Yazılı yönerge 1: İsveç hakkındaki belgede, örgütlerin faaliyetlerini yürüttüğü alanlardan adıyla sayılanları sıralayın.
Yazılı yönerge 2: Belgedeki "İsveç Türkiye ve" ifadesinden "ve meşruiyet sağladı." ifadesine kadar olan bölümü harfi harfine kopyalayın.
___ Belge ___
Top
28/01/2023

İsveç Türkiye ve İslam karşıtlığını araçsallaştırmayı bırakıp gerçekler ile yüzleşmelidir

İsveç on yıllardır teröre vermiş olduğu desteğin maliyetini kendi iç siyasetinde de ağır bir şekilde ödemiş olan bir ülkedir. İsveç toprakları yıllar içinde terör örgütü PKK ve Türkiye'yi hedef alan diğer aşırı sol örgütler için güvenli bir sığınak haline geldi. Bu örgütler on yıllardır mali, siyasi, kültürel ve diğer birçok alandaki faaliyetlerini İsveç toprakları üzerinden yürüttüler. İsveç'in hukuki ve siyasi koruması bu örgütlerin dünya ile irtibatlarını sürdürmelerine yardımcı oldu. İsveç'teki varlıkları bu örgütlerin birçok başka ülkedeki faaliyetleri için bir koruma kalkanı oluşturdu ve meşruiyet sağladı.
___ Gösterilen kayıtlar ___
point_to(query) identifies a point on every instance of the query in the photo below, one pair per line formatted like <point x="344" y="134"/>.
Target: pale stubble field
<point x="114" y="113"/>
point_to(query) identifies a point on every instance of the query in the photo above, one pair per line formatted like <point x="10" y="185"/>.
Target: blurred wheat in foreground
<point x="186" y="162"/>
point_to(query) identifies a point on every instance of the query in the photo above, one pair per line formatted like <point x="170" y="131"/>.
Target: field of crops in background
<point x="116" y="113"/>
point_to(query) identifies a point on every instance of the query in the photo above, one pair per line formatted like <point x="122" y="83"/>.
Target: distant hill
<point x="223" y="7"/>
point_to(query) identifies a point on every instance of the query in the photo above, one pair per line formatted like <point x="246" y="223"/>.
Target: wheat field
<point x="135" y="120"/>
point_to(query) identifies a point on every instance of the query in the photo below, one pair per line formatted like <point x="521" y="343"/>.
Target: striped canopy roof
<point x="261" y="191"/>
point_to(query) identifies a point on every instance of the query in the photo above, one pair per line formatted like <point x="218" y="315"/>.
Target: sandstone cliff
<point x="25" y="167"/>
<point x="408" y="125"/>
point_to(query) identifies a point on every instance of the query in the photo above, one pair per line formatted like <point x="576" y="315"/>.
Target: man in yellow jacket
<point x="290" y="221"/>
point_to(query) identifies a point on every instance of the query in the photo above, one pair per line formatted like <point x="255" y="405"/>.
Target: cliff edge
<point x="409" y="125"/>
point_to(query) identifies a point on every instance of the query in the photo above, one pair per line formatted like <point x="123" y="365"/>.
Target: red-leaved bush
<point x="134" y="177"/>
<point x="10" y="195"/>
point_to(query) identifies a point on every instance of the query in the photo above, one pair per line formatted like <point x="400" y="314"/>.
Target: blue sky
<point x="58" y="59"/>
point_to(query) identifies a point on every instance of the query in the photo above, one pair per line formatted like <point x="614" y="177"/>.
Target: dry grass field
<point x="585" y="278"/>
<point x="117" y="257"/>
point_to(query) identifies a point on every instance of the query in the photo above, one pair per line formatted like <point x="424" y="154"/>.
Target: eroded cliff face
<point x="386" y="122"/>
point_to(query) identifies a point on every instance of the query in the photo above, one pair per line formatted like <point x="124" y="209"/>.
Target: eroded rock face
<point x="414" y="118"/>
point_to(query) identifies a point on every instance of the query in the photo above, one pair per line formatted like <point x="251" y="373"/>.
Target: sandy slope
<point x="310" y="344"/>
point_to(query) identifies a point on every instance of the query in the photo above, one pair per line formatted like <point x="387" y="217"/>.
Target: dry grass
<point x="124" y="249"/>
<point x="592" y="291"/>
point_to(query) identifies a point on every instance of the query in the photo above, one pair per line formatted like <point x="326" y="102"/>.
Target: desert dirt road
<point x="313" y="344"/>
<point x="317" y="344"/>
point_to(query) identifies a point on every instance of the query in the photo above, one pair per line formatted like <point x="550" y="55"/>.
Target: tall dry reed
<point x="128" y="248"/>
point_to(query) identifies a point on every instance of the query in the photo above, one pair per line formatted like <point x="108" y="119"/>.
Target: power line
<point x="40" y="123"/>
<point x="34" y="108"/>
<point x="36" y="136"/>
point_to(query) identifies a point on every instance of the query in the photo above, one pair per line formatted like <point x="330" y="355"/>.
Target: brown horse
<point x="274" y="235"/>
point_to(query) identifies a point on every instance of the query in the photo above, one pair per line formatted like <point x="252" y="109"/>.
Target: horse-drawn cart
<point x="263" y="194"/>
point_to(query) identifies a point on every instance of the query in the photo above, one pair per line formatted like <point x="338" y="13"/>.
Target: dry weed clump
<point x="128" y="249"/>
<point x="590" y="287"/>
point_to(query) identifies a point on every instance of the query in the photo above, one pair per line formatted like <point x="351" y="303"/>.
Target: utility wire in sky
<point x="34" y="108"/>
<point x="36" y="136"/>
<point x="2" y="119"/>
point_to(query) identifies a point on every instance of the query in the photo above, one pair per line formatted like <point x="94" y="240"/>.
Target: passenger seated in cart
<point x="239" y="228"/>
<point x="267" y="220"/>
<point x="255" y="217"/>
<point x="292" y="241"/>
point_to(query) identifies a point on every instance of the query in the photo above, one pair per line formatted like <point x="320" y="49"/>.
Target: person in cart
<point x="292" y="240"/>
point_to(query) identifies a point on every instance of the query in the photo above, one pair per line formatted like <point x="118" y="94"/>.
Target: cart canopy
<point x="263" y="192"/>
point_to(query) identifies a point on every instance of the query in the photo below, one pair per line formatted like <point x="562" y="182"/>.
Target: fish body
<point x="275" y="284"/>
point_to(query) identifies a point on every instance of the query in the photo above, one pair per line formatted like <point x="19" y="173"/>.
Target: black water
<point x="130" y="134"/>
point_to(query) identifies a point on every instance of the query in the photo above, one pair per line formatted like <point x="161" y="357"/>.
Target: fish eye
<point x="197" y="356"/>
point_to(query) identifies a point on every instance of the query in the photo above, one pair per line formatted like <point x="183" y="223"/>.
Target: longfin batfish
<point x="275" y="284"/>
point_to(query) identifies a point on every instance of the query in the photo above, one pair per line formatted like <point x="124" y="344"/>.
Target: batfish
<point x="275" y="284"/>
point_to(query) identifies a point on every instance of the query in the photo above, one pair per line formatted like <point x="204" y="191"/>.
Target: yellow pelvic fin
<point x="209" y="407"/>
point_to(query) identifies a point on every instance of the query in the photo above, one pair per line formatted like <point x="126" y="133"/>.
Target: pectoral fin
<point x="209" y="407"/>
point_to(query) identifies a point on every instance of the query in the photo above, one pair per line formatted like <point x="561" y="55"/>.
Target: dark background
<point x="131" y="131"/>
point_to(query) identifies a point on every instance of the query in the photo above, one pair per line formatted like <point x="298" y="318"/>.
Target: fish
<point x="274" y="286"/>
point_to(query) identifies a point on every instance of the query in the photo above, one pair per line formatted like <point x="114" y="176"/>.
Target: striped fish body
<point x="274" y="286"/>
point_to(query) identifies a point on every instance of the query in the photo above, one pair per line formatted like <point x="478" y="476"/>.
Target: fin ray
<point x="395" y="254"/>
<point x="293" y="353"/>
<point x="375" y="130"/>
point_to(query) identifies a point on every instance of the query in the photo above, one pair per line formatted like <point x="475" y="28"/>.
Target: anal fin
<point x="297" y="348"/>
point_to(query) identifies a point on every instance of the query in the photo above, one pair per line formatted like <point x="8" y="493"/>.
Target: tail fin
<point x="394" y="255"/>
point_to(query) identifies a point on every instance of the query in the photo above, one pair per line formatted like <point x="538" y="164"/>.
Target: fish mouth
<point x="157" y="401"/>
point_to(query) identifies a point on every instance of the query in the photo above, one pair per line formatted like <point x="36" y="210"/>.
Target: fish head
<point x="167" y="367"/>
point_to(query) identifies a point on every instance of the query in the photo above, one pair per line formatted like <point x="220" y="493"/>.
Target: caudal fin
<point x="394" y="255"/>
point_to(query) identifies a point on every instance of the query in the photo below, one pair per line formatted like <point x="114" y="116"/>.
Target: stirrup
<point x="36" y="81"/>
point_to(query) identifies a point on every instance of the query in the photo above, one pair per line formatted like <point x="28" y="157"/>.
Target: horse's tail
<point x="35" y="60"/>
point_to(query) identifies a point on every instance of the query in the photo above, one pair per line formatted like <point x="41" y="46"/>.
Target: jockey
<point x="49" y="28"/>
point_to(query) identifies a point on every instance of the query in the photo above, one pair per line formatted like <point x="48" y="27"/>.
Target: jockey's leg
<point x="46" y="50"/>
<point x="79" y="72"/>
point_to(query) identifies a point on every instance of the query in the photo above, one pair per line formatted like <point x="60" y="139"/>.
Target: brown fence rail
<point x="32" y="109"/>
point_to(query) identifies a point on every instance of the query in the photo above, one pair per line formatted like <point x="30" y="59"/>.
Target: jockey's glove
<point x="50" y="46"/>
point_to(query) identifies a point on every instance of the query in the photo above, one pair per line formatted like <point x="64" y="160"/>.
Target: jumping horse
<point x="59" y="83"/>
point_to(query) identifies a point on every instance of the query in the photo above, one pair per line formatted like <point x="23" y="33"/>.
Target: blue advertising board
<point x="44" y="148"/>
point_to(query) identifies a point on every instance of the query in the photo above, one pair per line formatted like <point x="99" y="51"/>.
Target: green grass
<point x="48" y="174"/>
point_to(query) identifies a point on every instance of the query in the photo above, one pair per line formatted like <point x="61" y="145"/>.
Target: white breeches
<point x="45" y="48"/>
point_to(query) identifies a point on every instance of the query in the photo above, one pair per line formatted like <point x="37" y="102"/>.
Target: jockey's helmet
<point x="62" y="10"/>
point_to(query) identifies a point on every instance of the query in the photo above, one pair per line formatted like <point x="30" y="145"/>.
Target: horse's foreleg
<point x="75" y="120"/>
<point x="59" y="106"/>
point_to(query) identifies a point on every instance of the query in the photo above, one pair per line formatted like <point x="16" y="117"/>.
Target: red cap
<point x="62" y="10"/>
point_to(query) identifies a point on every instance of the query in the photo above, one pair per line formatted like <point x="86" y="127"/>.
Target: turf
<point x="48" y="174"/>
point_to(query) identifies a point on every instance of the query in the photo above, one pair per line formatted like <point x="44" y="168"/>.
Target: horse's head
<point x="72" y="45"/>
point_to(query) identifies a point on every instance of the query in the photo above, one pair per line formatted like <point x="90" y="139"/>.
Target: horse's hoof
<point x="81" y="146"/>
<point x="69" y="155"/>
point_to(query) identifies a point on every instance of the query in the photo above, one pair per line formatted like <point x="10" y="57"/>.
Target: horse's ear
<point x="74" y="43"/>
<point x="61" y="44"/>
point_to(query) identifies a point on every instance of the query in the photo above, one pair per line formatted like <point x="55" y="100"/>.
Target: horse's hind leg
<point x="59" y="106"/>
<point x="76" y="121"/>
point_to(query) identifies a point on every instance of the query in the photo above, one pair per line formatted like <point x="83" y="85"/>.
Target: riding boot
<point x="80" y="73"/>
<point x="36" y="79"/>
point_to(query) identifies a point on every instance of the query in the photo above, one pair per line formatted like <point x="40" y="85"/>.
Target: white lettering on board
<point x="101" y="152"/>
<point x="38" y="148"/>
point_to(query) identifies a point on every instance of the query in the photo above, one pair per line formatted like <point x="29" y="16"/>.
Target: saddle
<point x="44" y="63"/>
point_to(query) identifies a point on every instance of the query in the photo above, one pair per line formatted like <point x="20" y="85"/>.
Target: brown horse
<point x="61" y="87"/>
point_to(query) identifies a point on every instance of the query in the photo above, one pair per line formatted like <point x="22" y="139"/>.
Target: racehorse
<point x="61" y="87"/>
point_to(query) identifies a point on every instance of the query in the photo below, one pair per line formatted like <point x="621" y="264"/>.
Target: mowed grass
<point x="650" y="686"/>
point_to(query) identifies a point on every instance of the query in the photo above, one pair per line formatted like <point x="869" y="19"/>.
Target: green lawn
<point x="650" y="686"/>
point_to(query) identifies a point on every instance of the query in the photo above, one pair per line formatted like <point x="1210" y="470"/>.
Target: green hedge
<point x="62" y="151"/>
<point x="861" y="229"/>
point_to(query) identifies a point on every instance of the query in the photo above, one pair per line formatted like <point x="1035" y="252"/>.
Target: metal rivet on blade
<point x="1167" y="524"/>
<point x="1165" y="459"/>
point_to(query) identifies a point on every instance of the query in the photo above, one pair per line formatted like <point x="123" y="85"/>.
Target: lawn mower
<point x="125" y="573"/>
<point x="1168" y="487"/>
___
Alıştırma sonucu 1: mali, siyasi, kültürel

Alıştırma sonucu 2:
İsveç Türkiye ve İslam karşıtlığını araçsallaştırmayı bırakıp gerçekler ile yüzleşmelidir

İsveç on yıllardır teröre vermiş olduğu desteğin maliyetini kendi iç siyasetinde de ağır bir şekilde ödemiş olan bir ülkedir. İsveç toprakları yıllar içinde terör örgütü PKK ve Türkiye'yi hedef alan diğer aşırı sol örgütler için güvenli bir sığınak haline geldi. Bu örgütler on yıllardır mali, siyasi, kültürel ve diğer birçok alandaki faaliyetlerini İsveç toprakları üzerinden yürüttüler. İsveç'in hukuki ve siyasi koruması bu örgütlerin dünya ile irtibatlarını sürdürmelerine yardımcı oldu. İsveç'teki varlıkları bu örgütlerin birçok başka ülkedeki faaliyetleri için bir koruma kalkanı oluşturdu ve meşruiyet sağladı.